Histologic subtyping in pathologic stage I-IIA lung adenocarcinoma provides risk-based stratification for surveillance

Oncotarget. 2018 Nov 6;9(87):35742-35751. doi: 10.18632/oncotarget.26285.

Abstract

Background: We hypothesize that recurrence hazard following resection for stage I-IIA lung adenocarcinoma (ADC) varies according to histologic subtype, which may provide risk stratification for surveillance better than the current uniform follow-up protocol.

Results: Presence (≥5%) of high-grade histologic subtypes (MIP and/or SOL) was associated with a significantly higher recurrence hazard: (1) presence of either MIP or SOL was associated with a significant increase in recurrence hazard during the first two years after surgery; (2) presence of SOL was associated with an increase in recurrence hazard-in particular, distant recurrence hazard-during the first year after surgery; (3) absence of high-grade subtypes (515/1,572 patients) was associated with a very low recurrence hazard (<2% risk/year) during the first ten years after surgery.

Problem to work on: Reproduce the text above on histologic subtyping in lung adenocarcinoma in full, without changing anything.

Listed records:
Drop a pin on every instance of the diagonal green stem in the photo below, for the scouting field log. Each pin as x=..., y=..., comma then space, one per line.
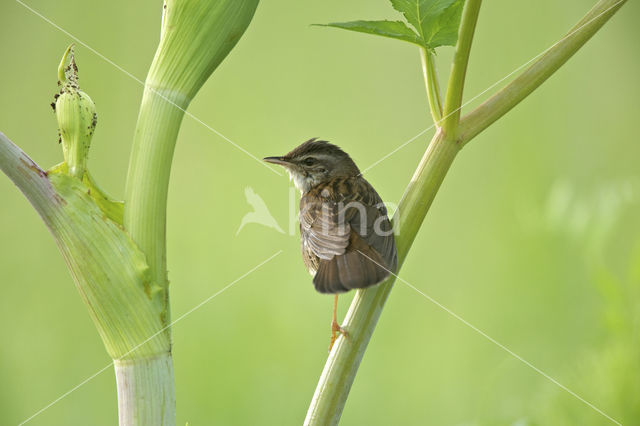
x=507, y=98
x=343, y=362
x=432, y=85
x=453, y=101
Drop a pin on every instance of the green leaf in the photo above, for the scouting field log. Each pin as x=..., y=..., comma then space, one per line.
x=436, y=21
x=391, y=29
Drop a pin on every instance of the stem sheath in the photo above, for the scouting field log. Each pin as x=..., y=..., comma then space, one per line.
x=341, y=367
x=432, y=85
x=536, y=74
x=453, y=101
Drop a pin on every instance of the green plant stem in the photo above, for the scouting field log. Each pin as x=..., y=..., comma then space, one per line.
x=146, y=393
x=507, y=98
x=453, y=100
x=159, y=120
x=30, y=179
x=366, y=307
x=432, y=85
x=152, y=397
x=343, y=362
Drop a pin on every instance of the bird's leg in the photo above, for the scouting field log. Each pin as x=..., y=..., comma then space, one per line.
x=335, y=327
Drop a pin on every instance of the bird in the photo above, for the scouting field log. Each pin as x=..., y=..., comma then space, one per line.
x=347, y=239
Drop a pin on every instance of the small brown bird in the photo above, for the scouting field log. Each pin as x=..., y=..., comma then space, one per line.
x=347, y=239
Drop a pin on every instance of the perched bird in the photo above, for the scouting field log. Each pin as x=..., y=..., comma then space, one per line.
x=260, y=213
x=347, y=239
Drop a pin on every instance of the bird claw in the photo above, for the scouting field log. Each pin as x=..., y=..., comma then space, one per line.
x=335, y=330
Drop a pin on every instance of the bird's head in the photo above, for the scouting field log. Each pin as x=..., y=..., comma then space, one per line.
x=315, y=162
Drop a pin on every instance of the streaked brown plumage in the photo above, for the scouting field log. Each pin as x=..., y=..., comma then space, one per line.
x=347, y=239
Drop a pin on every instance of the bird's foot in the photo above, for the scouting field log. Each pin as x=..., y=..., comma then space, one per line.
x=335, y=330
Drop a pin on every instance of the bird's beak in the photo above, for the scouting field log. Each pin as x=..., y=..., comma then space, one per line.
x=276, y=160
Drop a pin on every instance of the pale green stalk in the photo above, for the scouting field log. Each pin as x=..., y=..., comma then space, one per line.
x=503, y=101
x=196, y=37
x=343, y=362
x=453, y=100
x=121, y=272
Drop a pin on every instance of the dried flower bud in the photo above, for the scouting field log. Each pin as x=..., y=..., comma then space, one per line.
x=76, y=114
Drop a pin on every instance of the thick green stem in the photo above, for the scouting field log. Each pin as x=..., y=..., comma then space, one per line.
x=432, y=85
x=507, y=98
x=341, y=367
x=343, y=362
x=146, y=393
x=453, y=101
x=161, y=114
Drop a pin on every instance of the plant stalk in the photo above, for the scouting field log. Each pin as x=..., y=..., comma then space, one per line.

--

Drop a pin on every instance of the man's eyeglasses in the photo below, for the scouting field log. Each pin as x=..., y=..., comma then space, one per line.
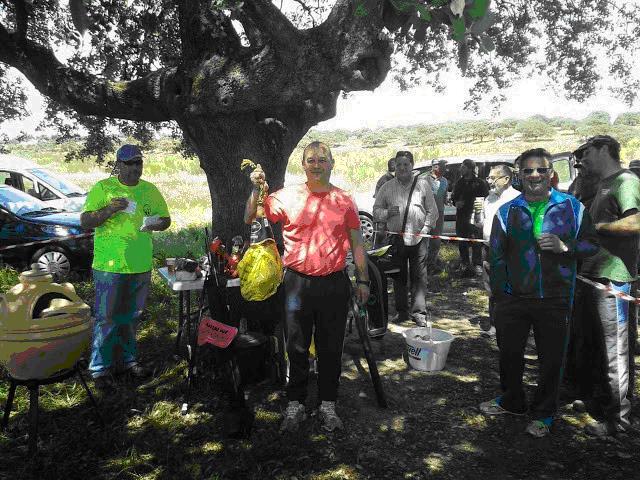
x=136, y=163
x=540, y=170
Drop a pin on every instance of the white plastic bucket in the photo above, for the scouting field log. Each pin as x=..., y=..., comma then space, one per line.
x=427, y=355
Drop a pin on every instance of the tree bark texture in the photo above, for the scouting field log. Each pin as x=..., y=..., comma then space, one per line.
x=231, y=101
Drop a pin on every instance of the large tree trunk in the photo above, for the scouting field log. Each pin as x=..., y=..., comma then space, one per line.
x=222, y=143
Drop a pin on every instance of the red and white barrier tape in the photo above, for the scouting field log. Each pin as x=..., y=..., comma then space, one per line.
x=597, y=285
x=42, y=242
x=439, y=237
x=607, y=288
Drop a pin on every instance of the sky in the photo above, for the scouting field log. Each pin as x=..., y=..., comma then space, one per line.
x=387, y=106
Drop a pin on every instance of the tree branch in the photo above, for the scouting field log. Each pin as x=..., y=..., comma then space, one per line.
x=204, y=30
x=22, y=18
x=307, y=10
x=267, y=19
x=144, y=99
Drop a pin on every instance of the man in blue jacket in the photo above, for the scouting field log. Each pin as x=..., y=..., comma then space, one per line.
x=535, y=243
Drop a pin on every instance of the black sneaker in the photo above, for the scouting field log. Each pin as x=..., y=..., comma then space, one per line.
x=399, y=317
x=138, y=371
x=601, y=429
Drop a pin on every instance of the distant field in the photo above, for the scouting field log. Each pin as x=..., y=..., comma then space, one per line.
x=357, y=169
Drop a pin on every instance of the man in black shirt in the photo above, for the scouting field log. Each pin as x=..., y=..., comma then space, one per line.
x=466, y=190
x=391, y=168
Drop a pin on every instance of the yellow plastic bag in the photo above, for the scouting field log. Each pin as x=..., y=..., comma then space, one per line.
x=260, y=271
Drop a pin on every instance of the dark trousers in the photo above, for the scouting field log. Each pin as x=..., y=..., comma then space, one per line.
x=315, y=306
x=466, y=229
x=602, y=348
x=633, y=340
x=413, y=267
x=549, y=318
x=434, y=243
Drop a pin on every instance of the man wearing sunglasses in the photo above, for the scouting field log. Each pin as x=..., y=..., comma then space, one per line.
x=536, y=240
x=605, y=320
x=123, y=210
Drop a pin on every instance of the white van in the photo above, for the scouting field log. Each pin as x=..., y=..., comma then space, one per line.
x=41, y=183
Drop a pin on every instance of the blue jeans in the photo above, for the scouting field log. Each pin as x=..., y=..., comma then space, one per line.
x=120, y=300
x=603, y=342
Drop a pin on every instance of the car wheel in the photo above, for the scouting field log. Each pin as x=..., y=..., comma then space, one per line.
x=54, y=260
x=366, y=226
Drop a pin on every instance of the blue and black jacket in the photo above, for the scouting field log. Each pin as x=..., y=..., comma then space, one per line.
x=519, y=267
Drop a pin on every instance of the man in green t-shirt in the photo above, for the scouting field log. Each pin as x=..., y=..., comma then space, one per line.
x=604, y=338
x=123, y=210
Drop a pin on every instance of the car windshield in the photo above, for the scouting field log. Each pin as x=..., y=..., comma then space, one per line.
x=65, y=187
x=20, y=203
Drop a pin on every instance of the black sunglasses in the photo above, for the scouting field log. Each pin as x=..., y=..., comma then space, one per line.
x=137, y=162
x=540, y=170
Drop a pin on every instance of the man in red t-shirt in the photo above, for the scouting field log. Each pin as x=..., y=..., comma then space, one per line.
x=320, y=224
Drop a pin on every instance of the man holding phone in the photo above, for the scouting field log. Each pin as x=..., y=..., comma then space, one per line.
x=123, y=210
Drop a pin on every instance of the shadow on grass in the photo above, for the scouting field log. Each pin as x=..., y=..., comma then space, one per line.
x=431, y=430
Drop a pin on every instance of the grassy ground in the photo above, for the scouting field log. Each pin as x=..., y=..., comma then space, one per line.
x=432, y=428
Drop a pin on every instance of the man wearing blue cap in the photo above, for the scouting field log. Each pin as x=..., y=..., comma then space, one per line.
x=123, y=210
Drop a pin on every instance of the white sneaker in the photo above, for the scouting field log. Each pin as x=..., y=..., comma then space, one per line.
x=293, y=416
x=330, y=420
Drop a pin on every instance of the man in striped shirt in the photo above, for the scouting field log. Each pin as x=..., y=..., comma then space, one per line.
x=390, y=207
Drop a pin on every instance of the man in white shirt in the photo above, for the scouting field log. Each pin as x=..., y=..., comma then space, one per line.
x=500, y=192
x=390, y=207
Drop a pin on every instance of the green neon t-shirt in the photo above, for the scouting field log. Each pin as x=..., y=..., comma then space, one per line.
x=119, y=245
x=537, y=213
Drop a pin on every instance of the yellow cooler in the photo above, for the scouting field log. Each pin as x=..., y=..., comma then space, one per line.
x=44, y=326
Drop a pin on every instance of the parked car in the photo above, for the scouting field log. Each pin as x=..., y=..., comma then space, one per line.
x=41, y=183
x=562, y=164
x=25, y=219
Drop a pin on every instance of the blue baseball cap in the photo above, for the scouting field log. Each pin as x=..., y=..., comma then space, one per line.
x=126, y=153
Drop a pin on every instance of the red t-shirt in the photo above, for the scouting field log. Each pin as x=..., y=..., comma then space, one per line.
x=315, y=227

Exercise response:
Histologic subtyping in pathologic stage I-IIA lung adenocarcinoma provides risk-based stratification for surveillance

Oncotarget. 2018 Nov 6;9(87):35742-35751. doi: 10.18632/oncotarget.26285.

Abstract

Background: We hypothesize that recurrence hazard following resection for stage I-IIA lung adenocarcinoma (ADC) varies according to histologic subtype, which may provide risk stratification for surveillance better than the current uniform follow-up protocol.

Results: Presence (≥5%) of high-grade histologic subtypes (MIP and/or SOL) was associated with a significantly higher recurrence hazard: (1) presence of either MIP or SOL was associated with a significant increase in recurrence hazard during the first two years after surgery; (2) presence of SOL was associated with an increase in recurrence hazard-in particular, distant recurrence hazard-during the first year after surgery; (3) absence of high-grade subtypes (515/1,572 patients) was associated with a very low recurrence hazard (<2% risk/year) during the first ten years after surgery.